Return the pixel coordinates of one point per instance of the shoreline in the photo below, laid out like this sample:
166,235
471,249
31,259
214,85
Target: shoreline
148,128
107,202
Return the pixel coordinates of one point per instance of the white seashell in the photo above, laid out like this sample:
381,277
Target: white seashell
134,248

* * *

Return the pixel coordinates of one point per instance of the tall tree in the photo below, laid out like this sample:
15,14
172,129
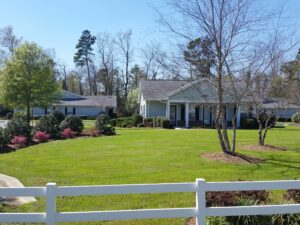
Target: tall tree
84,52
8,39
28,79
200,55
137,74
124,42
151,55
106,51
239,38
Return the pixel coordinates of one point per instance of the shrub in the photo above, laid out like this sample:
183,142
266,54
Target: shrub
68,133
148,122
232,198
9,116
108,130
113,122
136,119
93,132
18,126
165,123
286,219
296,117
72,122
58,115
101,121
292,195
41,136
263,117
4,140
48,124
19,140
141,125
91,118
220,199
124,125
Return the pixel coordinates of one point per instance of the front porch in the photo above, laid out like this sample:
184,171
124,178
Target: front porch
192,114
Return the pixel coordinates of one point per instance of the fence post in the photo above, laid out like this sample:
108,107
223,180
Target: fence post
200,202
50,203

* * *

== WHAT TO PRODUCE ==
The records are above. How many lines in them contain the word "instance"? Give the number alone.

== SOLUTION ==
6